BEGIN Source records

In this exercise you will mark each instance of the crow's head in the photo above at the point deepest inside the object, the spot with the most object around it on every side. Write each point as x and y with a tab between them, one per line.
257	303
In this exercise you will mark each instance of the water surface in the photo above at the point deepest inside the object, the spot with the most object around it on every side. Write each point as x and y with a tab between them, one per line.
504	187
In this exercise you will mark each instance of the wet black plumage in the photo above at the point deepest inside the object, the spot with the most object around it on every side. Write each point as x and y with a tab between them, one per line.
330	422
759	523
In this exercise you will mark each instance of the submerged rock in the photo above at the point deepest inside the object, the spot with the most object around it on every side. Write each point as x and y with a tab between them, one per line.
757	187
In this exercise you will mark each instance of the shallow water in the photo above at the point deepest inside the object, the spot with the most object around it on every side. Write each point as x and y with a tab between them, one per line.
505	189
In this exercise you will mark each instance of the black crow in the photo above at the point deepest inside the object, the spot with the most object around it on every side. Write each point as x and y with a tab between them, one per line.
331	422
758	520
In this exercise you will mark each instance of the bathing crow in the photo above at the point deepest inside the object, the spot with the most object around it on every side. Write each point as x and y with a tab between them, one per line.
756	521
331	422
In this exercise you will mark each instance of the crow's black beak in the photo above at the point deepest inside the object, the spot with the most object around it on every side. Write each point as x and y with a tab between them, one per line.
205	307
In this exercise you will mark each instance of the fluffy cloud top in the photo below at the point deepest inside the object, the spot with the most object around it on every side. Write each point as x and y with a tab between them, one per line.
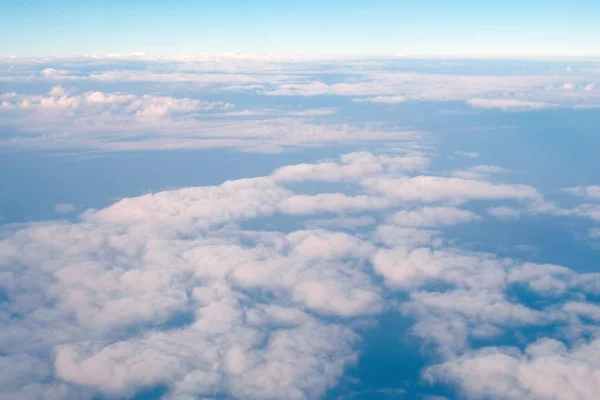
167	289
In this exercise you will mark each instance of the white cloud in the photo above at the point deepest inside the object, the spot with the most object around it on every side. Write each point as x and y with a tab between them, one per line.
504	212
429	189
589	192
548	369
509	104
64	208
466	154
382	99
429	217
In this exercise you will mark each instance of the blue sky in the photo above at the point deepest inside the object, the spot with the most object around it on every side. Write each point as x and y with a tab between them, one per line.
206	200
373	228
415	28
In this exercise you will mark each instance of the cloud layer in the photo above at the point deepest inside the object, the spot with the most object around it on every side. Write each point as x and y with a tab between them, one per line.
171	290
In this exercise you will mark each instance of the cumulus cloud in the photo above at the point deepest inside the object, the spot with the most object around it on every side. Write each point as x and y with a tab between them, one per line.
547	369
589	192
432	217
466	154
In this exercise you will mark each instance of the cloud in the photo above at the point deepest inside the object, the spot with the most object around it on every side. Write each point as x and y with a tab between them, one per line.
466	154
382	99
547	369
509	104
173	289
432	217
589	192
504	212
64	208
430	189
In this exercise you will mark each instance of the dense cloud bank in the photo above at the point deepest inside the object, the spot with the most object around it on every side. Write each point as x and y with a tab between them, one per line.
169	289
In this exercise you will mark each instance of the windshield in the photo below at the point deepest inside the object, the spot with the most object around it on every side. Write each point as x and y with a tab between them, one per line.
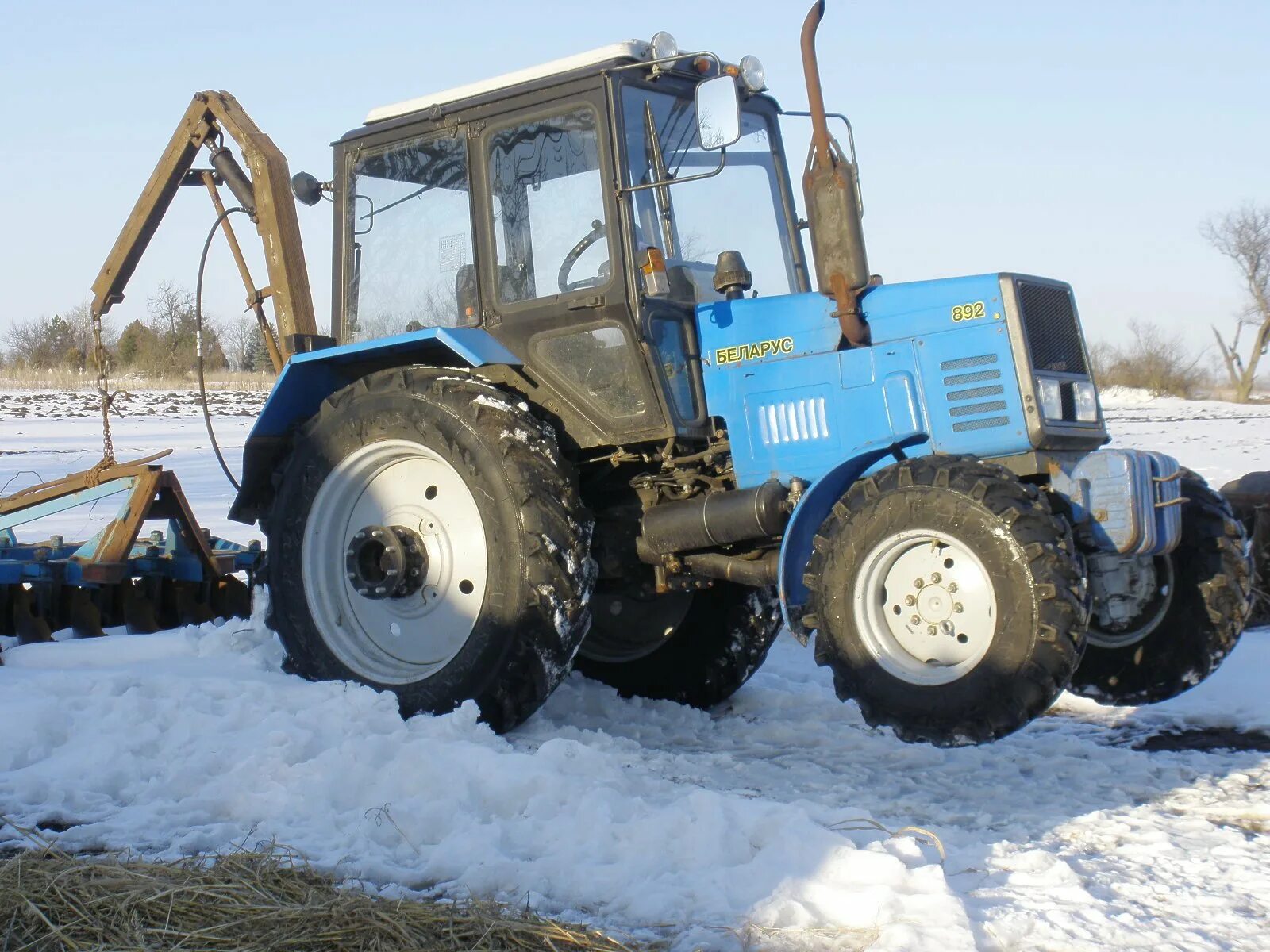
410	224
741	209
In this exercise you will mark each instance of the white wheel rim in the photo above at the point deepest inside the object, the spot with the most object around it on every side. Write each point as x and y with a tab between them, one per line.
937	581
408	639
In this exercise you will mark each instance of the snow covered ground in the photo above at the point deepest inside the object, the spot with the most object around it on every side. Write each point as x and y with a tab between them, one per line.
757	823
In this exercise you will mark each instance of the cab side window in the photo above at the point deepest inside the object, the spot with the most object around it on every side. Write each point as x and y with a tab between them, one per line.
550	230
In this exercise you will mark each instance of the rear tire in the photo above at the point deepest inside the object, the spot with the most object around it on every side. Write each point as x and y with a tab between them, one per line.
498	601
1184	641
946	532
722	640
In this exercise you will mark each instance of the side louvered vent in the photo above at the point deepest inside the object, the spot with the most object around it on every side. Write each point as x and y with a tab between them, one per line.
793	422
973	393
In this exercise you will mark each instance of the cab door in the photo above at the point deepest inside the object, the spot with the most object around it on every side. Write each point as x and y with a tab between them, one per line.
552	277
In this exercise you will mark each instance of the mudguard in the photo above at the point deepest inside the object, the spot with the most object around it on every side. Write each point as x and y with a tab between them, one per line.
814	508
310	378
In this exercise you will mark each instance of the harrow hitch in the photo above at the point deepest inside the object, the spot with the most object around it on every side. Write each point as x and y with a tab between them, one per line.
181	575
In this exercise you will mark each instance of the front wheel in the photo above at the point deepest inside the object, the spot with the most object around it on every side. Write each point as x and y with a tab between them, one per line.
429	539
948	601
694	647
1161	625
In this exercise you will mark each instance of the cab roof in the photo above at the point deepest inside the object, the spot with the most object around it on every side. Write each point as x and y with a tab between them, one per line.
630	50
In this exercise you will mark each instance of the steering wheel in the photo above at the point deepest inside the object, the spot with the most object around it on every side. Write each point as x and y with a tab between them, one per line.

END Source records

Task description. Your copy of the listing should match it exactly, apart from the pictures, which are left out.

Exercise output.
In this exercise you will mark each instance of the crow's head in the photo above at the point deepest inside the object, the spot with the most object around it on every side. Write each point as x and y with a tab between them, one per line.
257	303
In this exercise you will mark each instance of the water surface in the photo above at the point deepest inside the object, the spot with the most object around it on every side. Write each point as x and y with a tab between them, one per line.
504	187
In this exercise you will mark each instance of the wet black plumage in the photo above at the point deepest inside the object, the spot with the most object around it on every side. Write each point as x and y with a tab between them, one per line.
330	422
759	523
In this exercise you will mark each instance of the submerged rock in the photo above at the point deepest inside the object, the spot with the most object around it on every side. Write each point as x and y with a tab between them, one per line.
757	187
In this exercise you will mark each instance of the shallow water in the photo above at the point deepest inside the object, the spot with the most object around it on every side. Write each point as x and y with a tab between them, one per line.
505	189
In this exercise you will mark each instance of the black crow in the photo above at the point deepest inside the object, the spot with the most object around it on every side. Write each point as x and y with a tab between them, one per line.
331	422
758	520
In this exercise you will mark each instance of the bathing crow in the photo above at the point deepest inside the object, the spot with the most object around it on every side. Write each point as x and y with a tab between them, one per line.
756	521
331	422
In this exercise you will mark each instance of the crow's black beak in the photo above at the point deepest inside the object, the spot with the most object around it on every side. Write each point as x and y with a tab between them, one per line.
205	307
In this exercise you will mark each instance of the fluffy cloud top in the photo below at the point deepest inside the object, the spot with the most object around it on every side. Write each point as x and y with a tab between them, one per line.
167	289
In this exercise you will mark each instance of the white cloud in the photo above at the point deepest inside the object, the spot with the most object around it on every side. Write each point as x and y with a tab between them, one per line.
504	212
429	189
589	192
548	369
509	104
64	208
466	154
382	99
429	217
In this exercise you will mark each instance of the blue sky in the photo above at the point deepest inside the object, the spot with the most object around it on every side. Write each point as x and y with a tab between them, one per line.
206	200
373	228
415	28
In this exercise you will mark each instance of the cloud layer in the photo above at the point deepest inside the object, the spot with the most object around it on every side. Write each point as x and y with a tab between them, one per line.
171	290
In this exercise you will mark each instance of the cumulus cloud in the photo above at the point deepest inside the object, the spot with the most object around it on every side. Write each point as x and y with a tab between them, one per line.
547	369
589	192
432	217
466	154
In this exercise you will mark each instance of the cloud in the photo above at the point deepest inside the object, the spot with the most object around it on every side. Write each point as x and y with a tab between them, one per line.
466	154
382	99
547	369
509	104
173	289
432	217
589	192
504	212
64	208
430	189
In this exercise you will mark each instance of the dense cloud bank in the photo above at the point deepest inside the object, the spot with the most object around it on every side. Write each point as x and y with a tab between them, one per line.
169	289
In this exercise you will mark each instance of the windshield in the photo below at the point deepest inside the object, the spot with the most object around it on every side. Write each point as x and y with a tab between them, one per line.
410	224
741	209
In this exercise you will mark each instance of the white wheel rim in the photo above at the point deepest inside the object, the spot with the most object around it on every side. Write each point as x and y with a tab between them, one per line.
937	581
408	639
In this exercise you will mark each instance of the snow covered ground in the photo above at the point deepest inside the object, the spot with the most object around it on every side. Write each point as x and y with a tab between them, one per line.
757	823
In this exercise you will mark each instance of the cab side window in the photo above at the point deepest inside the object, the spot with the most object around it on every side. Write each point as x and y with a tab between them, one per line.
550	230
In this exercise you will mark each instance of the rear tire in the photo above at the point deepest inside the object, the spot with the most object around it on every side. Write each point as x and y with a tab between them, one per line.
498	601
1184	641
946	532
722	640
In this exercise you will mark each instance of the side louvered vent in the photo above at the point deepest inside the object, the spot with the most object around it on every side. Write each point as x and y with a tab between them, one per line.
793	422
973	393
In this exercise you will mark each instance of the cab door in the photo above at the point deepest inside the object, the spot with the most object around it on every side. Write each point as x and y with a tab between them, one per line.
552	277
In this exercise you will mark each instance of the mudguard in the photo above at the point deepest inside the object, the spot with the most object around it on every side. Write each point as x and y with a tab between them, one per line.
814	508
310	378
In this exercise you will mark each instance of the harrow hitch in the photo above at the point deepest inside the object, the spot with the most object around it on every side. Write each point as x and y with a tab between them, one per line.
181	575
In this exercise you will mark each instance of the front wheel in the photo above at the point deepest inside the object, the spot with the most object around it on every side. Write each point as x and y with a tab between them, one per line.
429	539
948	601
694	647
1161	625
In this exercise you will mark each instance of the cab roof in the photo above at the point deepest inside the object, the spot with the most object around it on every side. Write each point as x and y with a tab between them, one per line.
630	50
In this exercise you will mark each instance of the steering wheel in the photo above at the point deepest inside the object, the spot with the most object around it on every side. Write each point as x and y with a tab between them, one per line.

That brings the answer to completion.